--- Required work ---
Your output must be the line containing "Every instance of the central" followed by every later line in the entries below, all copied exactly.

····················

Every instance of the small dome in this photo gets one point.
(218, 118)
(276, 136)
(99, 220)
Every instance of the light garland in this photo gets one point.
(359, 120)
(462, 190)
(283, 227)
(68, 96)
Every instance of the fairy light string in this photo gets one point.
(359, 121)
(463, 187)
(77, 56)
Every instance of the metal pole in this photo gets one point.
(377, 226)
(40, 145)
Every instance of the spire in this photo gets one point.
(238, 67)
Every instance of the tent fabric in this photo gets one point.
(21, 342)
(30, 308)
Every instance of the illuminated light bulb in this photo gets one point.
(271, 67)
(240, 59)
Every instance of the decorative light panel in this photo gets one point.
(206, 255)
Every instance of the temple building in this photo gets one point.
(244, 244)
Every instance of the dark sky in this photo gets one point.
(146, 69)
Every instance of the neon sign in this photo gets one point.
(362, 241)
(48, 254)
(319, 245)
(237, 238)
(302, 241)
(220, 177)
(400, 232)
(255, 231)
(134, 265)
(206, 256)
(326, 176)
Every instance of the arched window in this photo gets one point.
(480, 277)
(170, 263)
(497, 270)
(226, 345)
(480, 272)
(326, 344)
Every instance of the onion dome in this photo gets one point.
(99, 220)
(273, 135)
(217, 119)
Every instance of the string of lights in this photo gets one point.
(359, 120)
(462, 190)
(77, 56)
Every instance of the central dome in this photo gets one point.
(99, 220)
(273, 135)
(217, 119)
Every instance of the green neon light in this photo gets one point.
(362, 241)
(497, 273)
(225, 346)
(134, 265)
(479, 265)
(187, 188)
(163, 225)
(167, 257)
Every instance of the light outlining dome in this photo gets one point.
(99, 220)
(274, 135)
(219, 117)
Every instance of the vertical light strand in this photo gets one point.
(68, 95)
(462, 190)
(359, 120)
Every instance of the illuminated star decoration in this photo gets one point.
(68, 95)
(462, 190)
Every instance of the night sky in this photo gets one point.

····················

--- Response below ---
Every instance of the central dome in this photo gets one point.
(99, 220)
(273, 135)
(217, 119)
Every instance of the green neon light in this photo gets one point.
(362, 241)
(497, 273)
(225, 346)
(134, 265)
(479, 265)
(187, 188)
(163, 225)
(167, 257)
Every instance of the light outlining dome in this photo gets one point.
(99, 220)
(274, 135)
(219, 117)
Every instance of the vertical light strand in this photo gets one point.
(68, 95)
(462, 190)
(359, 120)
Every instance of the illuminated star decoration in this photo gets one point.
(68, 95)
(462, 190)
Every instance of the night sky in this photo gets one point.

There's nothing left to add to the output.